___ Record extracts

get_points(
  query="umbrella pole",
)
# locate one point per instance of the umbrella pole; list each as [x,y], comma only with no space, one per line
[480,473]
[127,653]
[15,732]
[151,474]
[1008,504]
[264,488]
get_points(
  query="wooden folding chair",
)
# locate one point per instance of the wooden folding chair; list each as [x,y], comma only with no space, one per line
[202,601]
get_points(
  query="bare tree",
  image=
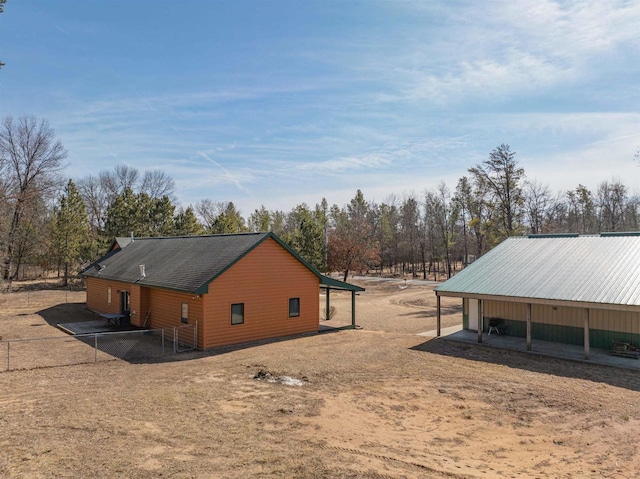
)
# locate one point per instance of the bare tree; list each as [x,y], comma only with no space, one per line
[117,181]
[156,184]
[30,158]
[612,202]
[502,178]
[538,204]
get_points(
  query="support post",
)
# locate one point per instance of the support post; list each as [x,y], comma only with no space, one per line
[528,326]
[587,314]
[327,305]
[480,321]
[175,340]
[438,316]
[353,309]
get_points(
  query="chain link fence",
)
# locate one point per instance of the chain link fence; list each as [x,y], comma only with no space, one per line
[95,347]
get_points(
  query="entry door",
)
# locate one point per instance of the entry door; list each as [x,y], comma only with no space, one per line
[473,314]
[124,302]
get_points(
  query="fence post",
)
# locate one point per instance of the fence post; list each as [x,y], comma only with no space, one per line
[175,341]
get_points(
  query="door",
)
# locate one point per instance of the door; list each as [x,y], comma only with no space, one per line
[124,307]
[473,314]
[124,302]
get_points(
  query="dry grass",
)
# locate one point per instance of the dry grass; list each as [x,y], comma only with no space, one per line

______

**To do:**
Copy every item above word for word, leaving the picture out of your copy.

**Task result:**
get_points(
  query="umbrella pole",
)
# locate one point per instance of the umbrella pole; list each as [x,y], comma only with no space, one per line
[480,473]
[127,653]
[15,732]
[151,474]
[1008,504]
[264,488]
get_points(
  query="wooden folding chair",
)
# locate one point per instance of the wooden folding chair; list each as [x,y], comma only with no space, one per line
[202,601]
get_points(
  query="bare tree",
  image=
)
# locate one point per instance of the bare tree; list each as [x,y], comma only with no space, one per line
[117,181]
[156,184]
[30,158]
[612,202]
[502,178]
[538,204]
get_points(
  query="support post",
)
# locate one point per instance of the support post; list each as [x,y], comma only with no space, one per line
[528,326]
[587,314]
[327,305]
[480,321]
[175,340]
[438,316]
[353,309]
get_points(
  query="chain link fence",
)
# locate one point per instance of the chain link fence; list each as [x,y], comma only with no space, one per line
[95,347]
get_points(
  query="entry door",
)
# locate one point per instance of the entry door; list each as [x,y], comma only with no space, one per line
[473,314]
[124,302]
get_points(
  query="fence post",
)
# locate one point per instance of the fence post; list each as [x,y], comma only with no space, one per line
[175,341]
get_points(
  query="door",
)
# locate one point per instance of the door; list each as [x,y], comma only with no space, one per line
[124,307]
[473,314]
[124,302]
get_points(
  query="dry grass",
)
# locate one point per instance of the dry grass; list each as [x,y], comma only with no space, one per line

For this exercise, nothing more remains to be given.